THE REQUEST: Retype each of the records below word for word, leaving nothing out and changing nothing.

Records from an annotation dataset
• • •

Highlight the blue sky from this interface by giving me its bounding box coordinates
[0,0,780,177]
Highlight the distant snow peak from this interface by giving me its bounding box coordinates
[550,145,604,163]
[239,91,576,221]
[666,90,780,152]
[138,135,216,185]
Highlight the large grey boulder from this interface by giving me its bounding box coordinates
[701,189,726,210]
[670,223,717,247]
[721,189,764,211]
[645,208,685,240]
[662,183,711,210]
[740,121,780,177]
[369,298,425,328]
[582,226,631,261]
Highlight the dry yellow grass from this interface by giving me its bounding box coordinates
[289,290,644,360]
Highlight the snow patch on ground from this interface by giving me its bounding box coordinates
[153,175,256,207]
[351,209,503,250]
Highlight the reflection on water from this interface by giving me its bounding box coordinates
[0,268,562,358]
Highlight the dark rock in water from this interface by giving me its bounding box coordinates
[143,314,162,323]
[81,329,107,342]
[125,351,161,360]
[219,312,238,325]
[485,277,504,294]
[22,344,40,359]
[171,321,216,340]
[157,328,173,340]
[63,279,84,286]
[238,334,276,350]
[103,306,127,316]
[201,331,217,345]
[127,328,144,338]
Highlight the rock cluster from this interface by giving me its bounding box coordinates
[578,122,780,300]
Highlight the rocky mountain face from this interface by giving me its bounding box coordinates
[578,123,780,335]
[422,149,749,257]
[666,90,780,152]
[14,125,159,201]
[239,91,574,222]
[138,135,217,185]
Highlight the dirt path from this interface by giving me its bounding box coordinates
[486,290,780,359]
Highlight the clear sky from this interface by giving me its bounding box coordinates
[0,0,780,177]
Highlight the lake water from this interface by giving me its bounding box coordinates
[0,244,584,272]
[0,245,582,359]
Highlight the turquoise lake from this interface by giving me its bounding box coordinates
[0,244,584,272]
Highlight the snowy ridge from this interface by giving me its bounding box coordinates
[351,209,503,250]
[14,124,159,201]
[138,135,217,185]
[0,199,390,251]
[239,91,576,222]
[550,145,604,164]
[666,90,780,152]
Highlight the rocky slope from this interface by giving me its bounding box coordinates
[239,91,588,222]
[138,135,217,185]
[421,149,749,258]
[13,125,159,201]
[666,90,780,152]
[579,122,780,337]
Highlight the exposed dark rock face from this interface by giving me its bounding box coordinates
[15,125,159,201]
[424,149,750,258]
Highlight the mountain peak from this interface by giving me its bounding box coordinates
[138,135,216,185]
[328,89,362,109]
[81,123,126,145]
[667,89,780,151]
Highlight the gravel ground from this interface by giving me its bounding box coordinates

• • •

FINAL ANSWER:
Highlight the blue sky from this interface by giving me its bounding box coordinates
[0,0,780,177]
Highlight the distant snow peak from this interface by giving me its bounding box coordinates
[550,145,604,163]
[239,91,576,221]
[666,90,780,152]
[138,135,216,185]
Highlight the large grey boulder from this interface by giving me its bounding box coordinates
[701,189,726,210]
[670,223,717,247]
[721,189,764,211]
[645,208,685,240]
[662,183,711,210]
[740,121,780,177]
[369,298,425,328]
[582,226,631,261]
Highlight the dry yellow grass from this interface by giving me its bounding box coordinates
[289,290,644,360]
Highlight the snow patch on ground from this interface by giving me its bounding box coordinates
[153,175,256,207]
[351,209,503,250]
Highlight the reflection on water from this interface by giving me its bounding box coordinates
[0,268,562,358]
Highlight the dark rock in water from this interface by giving me its bounding box coordinates
[143,314,162,323]
[81,329,107,342]
[125,351,161,360]
[219,312,238,325]
[485,277,504,294]
[22,344,40,359]
[171,321,216,340]
[157,328,173,340]
[63,279,84,286]
[238,334,276,350]
[103,306,127,316]
[201,331,217,345]
[127,328,144,338]
Highlight the rock cluster from this interface by giving me its bounding box coordinates
[578,122,780,300]
Highlight the rocky mountain face from this interface by giving me its bounding box coordinates
[578,123,780,335]
[422,149,749,257]
[666,90,780,152]
[14,125,159,201]
[239,91,574,222]
[138,135,217,185]
Highlight the dirt path from this interface by giving me its bounding box coordinates
[486,290,780,359]
Highlight the clear sky from this interface by giving me its bounding box coordinates
[0,0,780,177]
Highlight the lake water from this interface by giving me its bounding box coordinates
[0,244,584,272]
[0,245,582,359]
Highlight the turquoise lake from this interface by giving me its bounding box coordinates
[0,244,584,272]
Highlight the snowy ridge from this interface by giving me its bounding box coordinates
[351,209,503,250]
[14,124,159,201]
[138,135,217,185]
[0,199,390,251]
[239,91,576,222]
[550,145,604,164]
[666,90,780,152]
Highlight the rocky slope from this interface by giving me its bounding box coordinates
[239,91,588,222]
[138,135,217,185]
[421,149,749,258]
[13,125,159,201]
[666,90,780,152]
[579,122,780,337]
Highlight the exposed dark rock face from this interface by giving me its bounding box coordinates
[15,125,159,201]
[424,149,750,258]
Highlight the mountain peak from this interface by giving me its bounding box coordinates
[138,135,216,185]
[328,89,362,109]
[81,123,126,145]
[667,89,780,151]
Highlight the gravel ground from this interface by giving me its bounding box coordinates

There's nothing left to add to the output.